— BEGIN DATASET CONTENT —
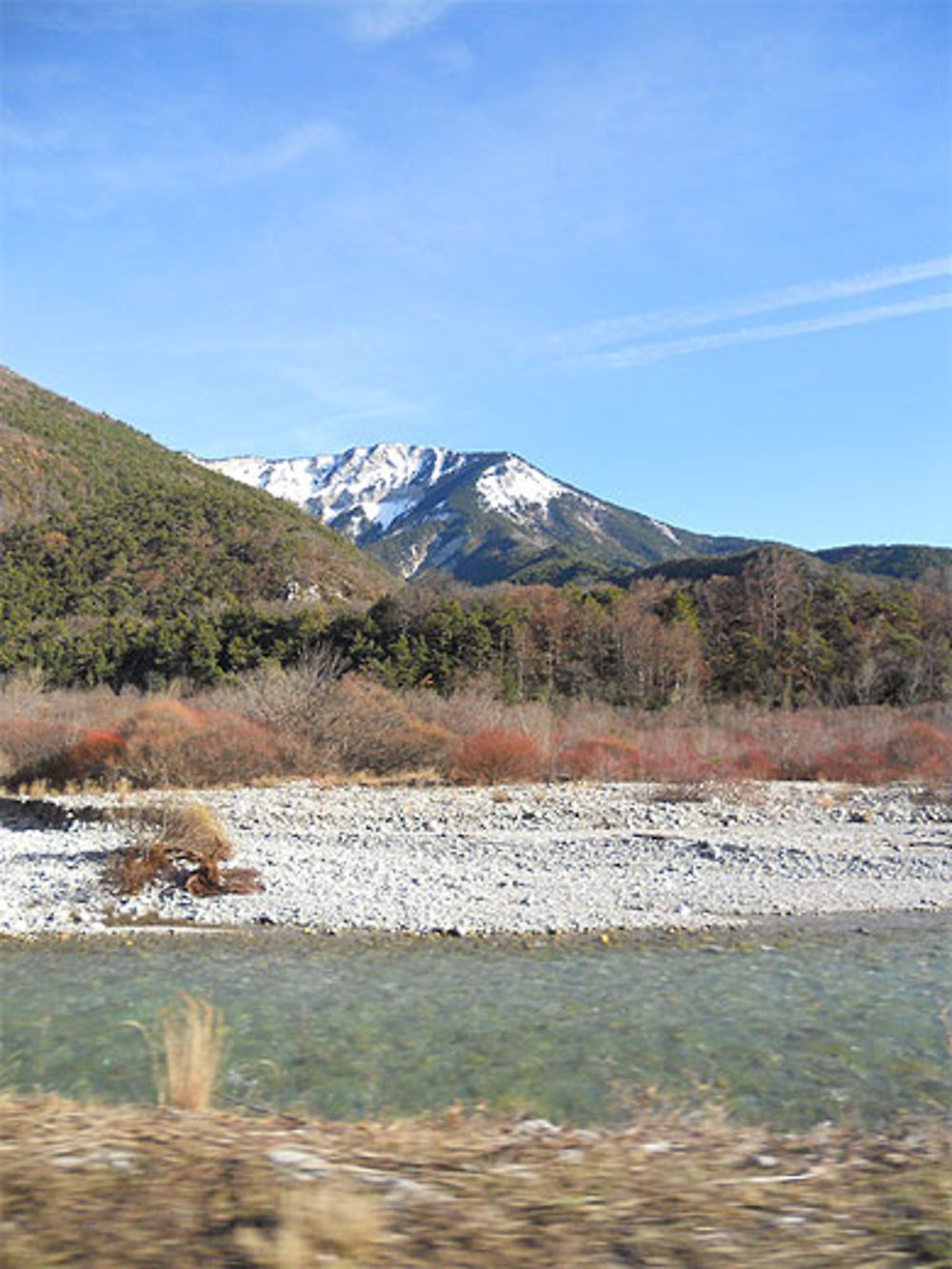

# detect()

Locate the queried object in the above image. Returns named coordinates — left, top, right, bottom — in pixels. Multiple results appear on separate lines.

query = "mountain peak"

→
left=195, top=442, right=754, bottom=583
— END DATASET CONTENT —
# [EXERCISE TASK]
Give every line of the records above as a numbered list, leaving out blank lines and the pictures.

# [WRITTEN ANSWER]
1. # detect()
2. Locate the queried object in the above image. Returns named coordinates — left, top, right, bottom — in pixels. Multiple results appear on separate lines.
3. query = "mountain peak"
4. →
5. left=195, top=442, right=754, bottom=583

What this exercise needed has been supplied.